What this task involves:
Restate exactly, and only, the lines from the one containing "Can you see the dark tile" through the end of the entries, keeping both endpoints.

########

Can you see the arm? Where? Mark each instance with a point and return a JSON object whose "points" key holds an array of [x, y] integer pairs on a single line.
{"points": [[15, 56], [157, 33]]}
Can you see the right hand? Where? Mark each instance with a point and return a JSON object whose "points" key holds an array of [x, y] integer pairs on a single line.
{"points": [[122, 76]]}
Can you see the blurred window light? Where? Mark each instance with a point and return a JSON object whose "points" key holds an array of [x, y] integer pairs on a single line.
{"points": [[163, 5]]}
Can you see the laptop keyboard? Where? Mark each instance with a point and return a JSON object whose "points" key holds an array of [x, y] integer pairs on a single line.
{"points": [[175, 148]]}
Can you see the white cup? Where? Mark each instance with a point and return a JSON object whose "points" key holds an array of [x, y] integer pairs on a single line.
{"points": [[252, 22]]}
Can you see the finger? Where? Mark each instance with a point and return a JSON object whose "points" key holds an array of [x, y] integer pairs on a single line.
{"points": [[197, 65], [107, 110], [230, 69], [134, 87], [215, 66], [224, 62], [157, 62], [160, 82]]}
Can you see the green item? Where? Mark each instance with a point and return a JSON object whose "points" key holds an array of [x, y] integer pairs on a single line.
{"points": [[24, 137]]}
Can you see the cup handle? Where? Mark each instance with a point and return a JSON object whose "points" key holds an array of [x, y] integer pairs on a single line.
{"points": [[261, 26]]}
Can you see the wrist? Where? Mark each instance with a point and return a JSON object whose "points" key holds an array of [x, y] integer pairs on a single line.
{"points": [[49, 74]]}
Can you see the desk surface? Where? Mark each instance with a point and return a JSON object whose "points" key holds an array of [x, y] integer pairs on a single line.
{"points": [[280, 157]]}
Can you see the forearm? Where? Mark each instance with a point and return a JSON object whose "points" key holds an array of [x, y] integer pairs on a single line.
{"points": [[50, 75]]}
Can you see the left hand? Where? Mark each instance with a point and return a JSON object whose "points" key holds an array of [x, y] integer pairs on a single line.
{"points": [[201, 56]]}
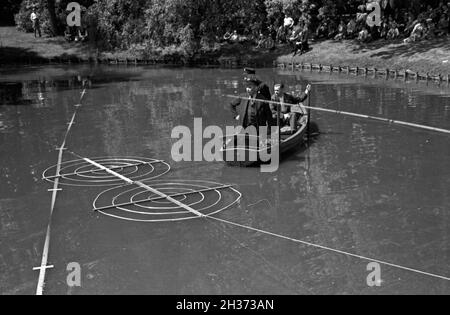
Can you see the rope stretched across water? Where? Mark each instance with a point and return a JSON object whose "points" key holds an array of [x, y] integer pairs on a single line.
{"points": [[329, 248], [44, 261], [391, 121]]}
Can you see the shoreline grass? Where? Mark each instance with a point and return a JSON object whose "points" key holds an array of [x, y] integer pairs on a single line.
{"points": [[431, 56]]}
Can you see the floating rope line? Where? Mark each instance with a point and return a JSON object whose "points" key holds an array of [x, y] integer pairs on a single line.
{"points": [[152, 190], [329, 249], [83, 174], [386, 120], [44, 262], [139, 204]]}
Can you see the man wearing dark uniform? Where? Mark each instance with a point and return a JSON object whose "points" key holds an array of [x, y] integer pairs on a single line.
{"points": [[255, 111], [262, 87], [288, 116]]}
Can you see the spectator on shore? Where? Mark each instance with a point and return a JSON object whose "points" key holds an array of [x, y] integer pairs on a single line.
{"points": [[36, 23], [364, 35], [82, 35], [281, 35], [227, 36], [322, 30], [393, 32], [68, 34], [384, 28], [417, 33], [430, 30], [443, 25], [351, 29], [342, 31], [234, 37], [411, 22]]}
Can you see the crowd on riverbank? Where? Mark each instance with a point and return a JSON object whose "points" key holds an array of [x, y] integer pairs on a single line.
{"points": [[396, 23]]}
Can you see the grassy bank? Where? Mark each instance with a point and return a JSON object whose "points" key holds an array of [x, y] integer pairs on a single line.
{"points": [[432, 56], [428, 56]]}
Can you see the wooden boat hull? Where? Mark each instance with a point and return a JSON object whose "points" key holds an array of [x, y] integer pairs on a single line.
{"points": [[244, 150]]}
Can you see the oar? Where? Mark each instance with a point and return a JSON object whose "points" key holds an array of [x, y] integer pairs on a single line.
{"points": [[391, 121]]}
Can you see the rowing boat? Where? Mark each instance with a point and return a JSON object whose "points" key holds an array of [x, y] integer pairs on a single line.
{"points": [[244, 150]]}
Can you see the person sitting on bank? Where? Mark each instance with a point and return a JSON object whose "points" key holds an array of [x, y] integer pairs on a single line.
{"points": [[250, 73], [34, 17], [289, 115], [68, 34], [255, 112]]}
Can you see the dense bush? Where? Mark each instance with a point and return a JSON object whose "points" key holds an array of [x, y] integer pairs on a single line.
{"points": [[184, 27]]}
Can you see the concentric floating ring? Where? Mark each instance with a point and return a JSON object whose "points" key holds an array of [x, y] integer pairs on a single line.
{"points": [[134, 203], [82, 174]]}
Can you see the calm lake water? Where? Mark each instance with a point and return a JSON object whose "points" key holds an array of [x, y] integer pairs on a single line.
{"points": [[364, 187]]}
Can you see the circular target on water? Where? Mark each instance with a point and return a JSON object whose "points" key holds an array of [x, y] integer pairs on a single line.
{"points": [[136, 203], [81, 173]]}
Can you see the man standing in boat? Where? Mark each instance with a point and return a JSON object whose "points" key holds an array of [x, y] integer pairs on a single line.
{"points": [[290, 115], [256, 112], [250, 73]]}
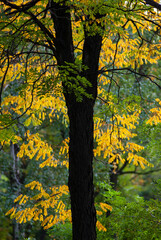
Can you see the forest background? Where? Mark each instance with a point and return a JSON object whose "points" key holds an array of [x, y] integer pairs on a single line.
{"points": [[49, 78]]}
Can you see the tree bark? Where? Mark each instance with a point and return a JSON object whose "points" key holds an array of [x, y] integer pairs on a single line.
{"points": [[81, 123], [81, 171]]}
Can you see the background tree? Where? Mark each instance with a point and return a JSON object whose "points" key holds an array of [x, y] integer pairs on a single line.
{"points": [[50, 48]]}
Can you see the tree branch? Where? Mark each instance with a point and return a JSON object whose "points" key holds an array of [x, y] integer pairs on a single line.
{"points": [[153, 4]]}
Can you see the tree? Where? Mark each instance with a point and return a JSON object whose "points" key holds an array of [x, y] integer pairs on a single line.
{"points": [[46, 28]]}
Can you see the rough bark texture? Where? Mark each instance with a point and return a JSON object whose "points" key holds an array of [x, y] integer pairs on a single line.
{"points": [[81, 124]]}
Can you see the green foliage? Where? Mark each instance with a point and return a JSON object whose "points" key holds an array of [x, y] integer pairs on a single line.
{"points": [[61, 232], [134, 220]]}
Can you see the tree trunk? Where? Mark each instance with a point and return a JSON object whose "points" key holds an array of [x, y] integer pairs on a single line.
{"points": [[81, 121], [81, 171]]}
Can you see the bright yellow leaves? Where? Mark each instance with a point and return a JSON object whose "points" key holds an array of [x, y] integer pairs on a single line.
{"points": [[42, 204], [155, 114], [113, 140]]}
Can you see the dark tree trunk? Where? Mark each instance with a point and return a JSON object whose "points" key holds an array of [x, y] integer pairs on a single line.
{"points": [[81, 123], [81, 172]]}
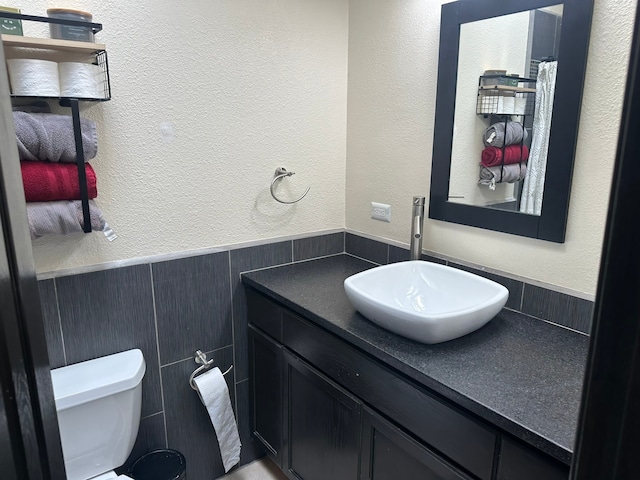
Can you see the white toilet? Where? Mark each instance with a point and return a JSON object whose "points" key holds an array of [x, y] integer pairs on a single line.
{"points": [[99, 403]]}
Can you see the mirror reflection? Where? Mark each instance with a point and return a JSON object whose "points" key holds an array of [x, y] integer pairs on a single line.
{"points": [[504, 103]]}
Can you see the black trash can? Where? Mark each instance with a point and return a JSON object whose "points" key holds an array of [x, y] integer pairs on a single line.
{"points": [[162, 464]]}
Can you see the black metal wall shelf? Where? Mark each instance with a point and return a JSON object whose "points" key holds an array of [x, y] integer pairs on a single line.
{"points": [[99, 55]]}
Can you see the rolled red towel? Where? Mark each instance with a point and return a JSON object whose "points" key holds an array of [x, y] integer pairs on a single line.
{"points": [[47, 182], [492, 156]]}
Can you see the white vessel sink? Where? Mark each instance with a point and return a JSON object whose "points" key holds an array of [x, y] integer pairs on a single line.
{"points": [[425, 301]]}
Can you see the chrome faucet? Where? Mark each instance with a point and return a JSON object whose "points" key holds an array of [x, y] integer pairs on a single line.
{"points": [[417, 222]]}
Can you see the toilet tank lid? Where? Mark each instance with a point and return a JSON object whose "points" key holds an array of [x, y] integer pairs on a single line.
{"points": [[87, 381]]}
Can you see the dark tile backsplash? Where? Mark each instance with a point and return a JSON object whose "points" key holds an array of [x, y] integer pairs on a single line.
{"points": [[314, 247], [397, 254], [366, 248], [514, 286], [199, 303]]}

########

Task answer:
Can you see the dark tile backsplash? Where? Mark each instance with a point and return a JSON object whose "points" key holds an array of [x, y] integer pairs on a single line.
{"points": [[314, 247], [397, 254], [366, 248], [514, 286], [199, 303]]}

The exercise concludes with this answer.